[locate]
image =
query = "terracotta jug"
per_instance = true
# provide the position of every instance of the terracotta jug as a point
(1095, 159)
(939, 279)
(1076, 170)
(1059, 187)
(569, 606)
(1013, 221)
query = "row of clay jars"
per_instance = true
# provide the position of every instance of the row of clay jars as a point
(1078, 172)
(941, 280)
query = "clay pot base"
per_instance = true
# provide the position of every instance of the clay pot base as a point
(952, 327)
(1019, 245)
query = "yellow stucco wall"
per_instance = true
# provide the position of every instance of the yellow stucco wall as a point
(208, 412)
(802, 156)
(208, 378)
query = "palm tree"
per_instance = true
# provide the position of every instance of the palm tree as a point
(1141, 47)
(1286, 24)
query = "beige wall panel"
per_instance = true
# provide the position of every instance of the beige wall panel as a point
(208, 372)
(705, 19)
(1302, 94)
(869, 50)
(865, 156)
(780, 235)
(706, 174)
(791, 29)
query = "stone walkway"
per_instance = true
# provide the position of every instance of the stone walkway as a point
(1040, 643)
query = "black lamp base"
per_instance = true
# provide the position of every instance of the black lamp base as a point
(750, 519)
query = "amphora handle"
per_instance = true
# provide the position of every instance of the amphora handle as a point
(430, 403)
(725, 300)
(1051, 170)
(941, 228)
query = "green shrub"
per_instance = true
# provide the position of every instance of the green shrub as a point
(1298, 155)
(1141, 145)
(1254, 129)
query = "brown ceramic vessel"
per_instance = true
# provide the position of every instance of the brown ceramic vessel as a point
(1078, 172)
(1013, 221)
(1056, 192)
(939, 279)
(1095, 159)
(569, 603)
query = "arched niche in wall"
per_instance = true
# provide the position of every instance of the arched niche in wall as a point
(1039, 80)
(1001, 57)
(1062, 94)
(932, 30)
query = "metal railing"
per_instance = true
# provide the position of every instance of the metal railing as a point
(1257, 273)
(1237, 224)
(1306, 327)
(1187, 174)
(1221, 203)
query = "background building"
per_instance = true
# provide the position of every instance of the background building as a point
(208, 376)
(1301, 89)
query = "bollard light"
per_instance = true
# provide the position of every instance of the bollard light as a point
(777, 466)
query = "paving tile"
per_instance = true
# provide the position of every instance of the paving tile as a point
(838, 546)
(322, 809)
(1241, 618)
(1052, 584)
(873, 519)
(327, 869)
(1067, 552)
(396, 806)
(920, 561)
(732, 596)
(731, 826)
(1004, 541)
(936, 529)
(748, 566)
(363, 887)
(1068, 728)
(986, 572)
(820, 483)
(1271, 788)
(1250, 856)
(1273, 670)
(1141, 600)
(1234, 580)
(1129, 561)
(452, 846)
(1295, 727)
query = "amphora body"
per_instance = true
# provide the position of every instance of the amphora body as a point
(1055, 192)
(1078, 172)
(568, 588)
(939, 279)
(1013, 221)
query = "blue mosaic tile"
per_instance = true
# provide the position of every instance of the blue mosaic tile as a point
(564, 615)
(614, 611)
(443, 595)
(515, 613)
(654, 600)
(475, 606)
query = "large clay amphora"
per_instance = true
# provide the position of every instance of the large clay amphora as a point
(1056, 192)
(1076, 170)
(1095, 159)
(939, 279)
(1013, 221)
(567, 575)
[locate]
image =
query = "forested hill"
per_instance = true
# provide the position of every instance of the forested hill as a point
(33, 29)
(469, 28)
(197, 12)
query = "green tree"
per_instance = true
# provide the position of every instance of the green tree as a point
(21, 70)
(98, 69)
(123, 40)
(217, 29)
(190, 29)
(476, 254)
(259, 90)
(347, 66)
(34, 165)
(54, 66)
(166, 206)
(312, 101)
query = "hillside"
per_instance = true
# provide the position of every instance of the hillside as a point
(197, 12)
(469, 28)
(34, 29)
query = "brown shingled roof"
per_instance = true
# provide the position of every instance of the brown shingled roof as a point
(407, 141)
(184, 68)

* * * * *

▶ Stated goal: Copy out every line of the data above, exactly as given.

▶ Solved exercise:
[locate]
image =
query = "terracotta jug"
per_instance = true
# provide the position of every instance of the terracotta jug as a point
(1095, 159)
(939, 279)
(1076, 170)
(1059, 187)
(569, 606)
(1013, 221)
query = "row of clay jars"
per_instance = true
# provide the position of every instance of the row of clay jars as a point
(1078, 172)
(941, 280)
query = "clay pot base"
per_instance = true
# provide the position of every instance of the clay pot base as a point
(952, 327)
(1019, 245)
query = "yellow stucco wall"
per_instance = true
# provide the position of every instance of the yellow stucco wall as a point
(208, 412)
(802, 156)
(208, 378)
query = "palm tree"
per_instance = true
# provide the position of every instance of the palm tree as a point
(1141, 47)
(1286, 24)
query = "beige wall panel"
per_instance = true
# provide the position of every instance of the beige wall panel as a point
(208, 372)
(705, 19)
(1302, 94)
(869, 50)
(865, 156)
(780, 235)
(706, 174)
(791, 29)
query = "stone walkway"
per_instance = true
# provide the position of every instance of the stone walkway as a point
(1040, 643)
query = "black lamp base"
per_instance = true
# provide the position of every instance of the black lamp base as a point
(750, 519)
query = "amphora handle"
per_instance = true
# provide the position of every instance of the amphora handle as a point
(430, 403)
(725, 300)
(1051, 170)
(941, 228)
query = "green shrub"
per_instance = true
# provide the position of every instance of the green shrub as a point
(1298, 155)
(1141, 145)
(1254, 129)
query = "brown ceramic vessel"
per_instance = true
# provide the position of every instance of the brown ceramic vessel as a point
(1078, 172)
(1013, 221)
(1056, 192)
(939, 279)
(1095, 159)
(569, 603)
query = "arched niche in wall"
per_instance = true
# provide the position of every instance of the arched niche in wall as a point
(1039, 80)
(1001, 57)
(1062, 94)
(932, 30)
query = "metal railing"
per_instance = true
# provide the position of every instance of the metal railing as a point
(1257, 273)
(1237, 224)
(1306, 327)
(1187, 174)
(1221, 203)
query = "background building"
per_instance = true
# provide the position of every instance of the background building as a point
(208, 376)
(1301, 89)
query = "bollard light"
per_instance = true
# provide the position of every instance of the bollard light as a point
(777, 466)
query = "paving tile"
per_instance = true
# provide the position of every instance of the paving tile as a point
(838, 546)
(322, 809)
(1241, 618)
(1052, 584)
(873, 519)
(327, 869)
(1067, 552)
(396, 806)
(920, 561)
(732, 596)
(731, 826)
(1004, 541)
(936, 529)
(748, 566)
(363, 887)
(1068, 728)
(986, 572)
(820, 483)
(1271, 788)
(1250, 856)
(1273, 670)
(1141, 600)
(1234, 580)
(1129, 561)
(452, 846)
(1295, 727)
query = "amphora body"
per_instance = true
# provide the position of every instance of the amphora body as a point
(1055, 192)
(1078, 172)
(568, 588)
(939, 279)
(1013, 221)
query = "blue mosaic tile"
per_instance = true
# provide the position of every instance of the blue mosaic tile as a point
(564, 615)
(614, 611)
(443, 595)
(515, 613)
(654, 600)
(475, 606)
query = "large clay amphora"
per_instance = true
# provide the position of every instance of the large clay amphora as a point
(1056, 192)
(1076, 170)
(1095, 159)
(939, 279)
(1013, 221)
(567, 575)
[locate]
image =
query = "forested hill"
per_instance = true
# provide the position of every instance of the forested hill as a point
(33, 29)
(469, 28)
(197, 12)
query = "green tree"
per_instance = true
# provide the position of every instance of the green tree as a point
(21, 70)
(98, 69)
(123, 40)
(217, 29)
(190, 29)
(476, 254)
(259, 90)
(347, 66)
(34, 165)
(54, 66)
(166, 206)
(312, 101)
query = "hillside"
per_instance = true
# provide the position of every instance of the hillside as a point
(197, 12)
(469, 28)
(34, 29)
query = "brown shingled roof"
per_instance = true
# provide the position of every instance of the brown shingled roof as a point
(407, 141)
(184, 68)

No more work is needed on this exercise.